▸ Source document
*** Begin section ***
Abuse payouts may have to rise

PLANS to extend the list of institutions covered by the Residential Institutions Act will increase the State’s liability under the compensation scheme beyond the current estimate of €1.5 billion, child abuse survivors have warned.

Abuse payouts may have to rise

A spokesperson for the Department of Education confirmed that the number of residential institutions would be increased, but was unable to say how many more would be added.

Under Section Four of the Redress Act, the Minister for Education can add to the list of institutions by statutory instrument.

Patrick Walsh of the Survivor of Child Abuse campaign (SOCA), said the proposed extension underlined the Government’s folly in not having a review clause included in the indemnity agreement that it negotiated with the 18 religious orders. He said it was inevitable that the list of institutions would be extended from the current 127 named institutions already covered under the act.
*** End section ***
▸ Task requirements
1) List every figure written in numerals in the news article on abuse payouts.
2) In the news article on abuse payouts, switch "indemnity agreement" to "settlement" in the passage that begins at the words "Patrick Walsh of" and stops after "under the act.".

[Recorded data]
*** Begin section ***
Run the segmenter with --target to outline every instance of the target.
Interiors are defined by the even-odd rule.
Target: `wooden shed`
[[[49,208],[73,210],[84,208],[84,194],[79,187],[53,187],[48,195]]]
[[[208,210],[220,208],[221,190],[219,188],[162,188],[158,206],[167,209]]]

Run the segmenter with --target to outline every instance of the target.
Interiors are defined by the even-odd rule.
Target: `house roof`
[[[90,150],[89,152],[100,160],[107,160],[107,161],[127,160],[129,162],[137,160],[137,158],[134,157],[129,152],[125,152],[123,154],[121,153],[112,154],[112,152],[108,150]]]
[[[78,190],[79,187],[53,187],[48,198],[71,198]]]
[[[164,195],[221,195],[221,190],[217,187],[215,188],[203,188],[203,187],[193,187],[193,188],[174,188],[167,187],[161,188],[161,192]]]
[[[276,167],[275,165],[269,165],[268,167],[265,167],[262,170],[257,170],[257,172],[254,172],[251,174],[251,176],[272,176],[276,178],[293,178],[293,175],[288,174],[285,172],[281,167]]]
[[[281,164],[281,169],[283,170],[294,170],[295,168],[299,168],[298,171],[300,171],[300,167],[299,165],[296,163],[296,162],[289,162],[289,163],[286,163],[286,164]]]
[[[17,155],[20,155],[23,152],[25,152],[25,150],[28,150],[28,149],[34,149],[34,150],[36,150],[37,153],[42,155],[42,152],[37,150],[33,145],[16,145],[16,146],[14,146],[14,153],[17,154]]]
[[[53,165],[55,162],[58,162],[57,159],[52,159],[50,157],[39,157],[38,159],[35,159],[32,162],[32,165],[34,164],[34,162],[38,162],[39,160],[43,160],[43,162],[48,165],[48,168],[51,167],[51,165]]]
*** End section ***
*** Begin section ***
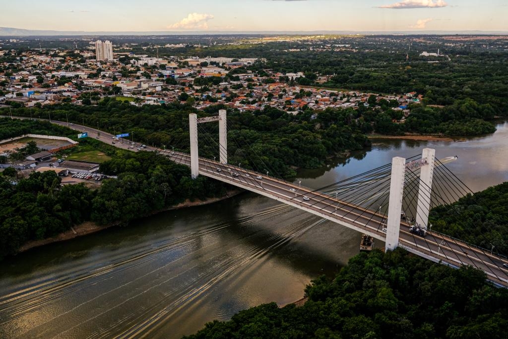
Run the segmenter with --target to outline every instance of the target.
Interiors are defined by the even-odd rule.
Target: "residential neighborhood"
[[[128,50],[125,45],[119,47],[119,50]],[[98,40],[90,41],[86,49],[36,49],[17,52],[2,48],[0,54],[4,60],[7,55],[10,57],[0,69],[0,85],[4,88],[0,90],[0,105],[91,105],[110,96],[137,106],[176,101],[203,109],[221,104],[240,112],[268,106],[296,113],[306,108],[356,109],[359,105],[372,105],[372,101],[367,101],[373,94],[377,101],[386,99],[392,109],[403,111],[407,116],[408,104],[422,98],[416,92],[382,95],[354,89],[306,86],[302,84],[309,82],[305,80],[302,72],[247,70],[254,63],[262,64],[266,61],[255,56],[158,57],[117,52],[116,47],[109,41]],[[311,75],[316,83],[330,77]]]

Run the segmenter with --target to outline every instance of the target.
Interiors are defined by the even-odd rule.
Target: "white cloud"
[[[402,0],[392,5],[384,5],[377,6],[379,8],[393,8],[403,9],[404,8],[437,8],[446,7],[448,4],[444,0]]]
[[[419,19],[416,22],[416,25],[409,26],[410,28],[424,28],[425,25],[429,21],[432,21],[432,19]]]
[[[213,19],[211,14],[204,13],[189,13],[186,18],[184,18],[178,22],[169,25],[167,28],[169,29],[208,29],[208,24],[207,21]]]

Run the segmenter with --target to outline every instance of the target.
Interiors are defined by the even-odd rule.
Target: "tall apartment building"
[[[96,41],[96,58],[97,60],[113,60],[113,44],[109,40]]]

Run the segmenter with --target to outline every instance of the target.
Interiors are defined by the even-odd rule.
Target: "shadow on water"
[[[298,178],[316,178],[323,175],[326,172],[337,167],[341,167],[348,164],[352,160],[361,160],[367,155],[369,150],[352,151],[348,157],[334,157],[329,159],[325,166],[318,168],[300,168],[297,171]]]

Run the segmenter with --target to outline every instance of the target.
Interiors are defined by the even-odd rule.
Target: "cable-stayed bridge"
*** End section ***
▸ Task-by-task outputs
1) €1.5 billion, 18, 127

2)
Patrick Walsh of the Survivor of Child Abuse campaign (SOCA), said the proposed extension underlined the Government’s folly in not having a review clause included in the settlement that it negotiated with the 18 religious orders. He said it was inevitable that the list of institutions would be extended from the current 127 named institutions already covered under the act.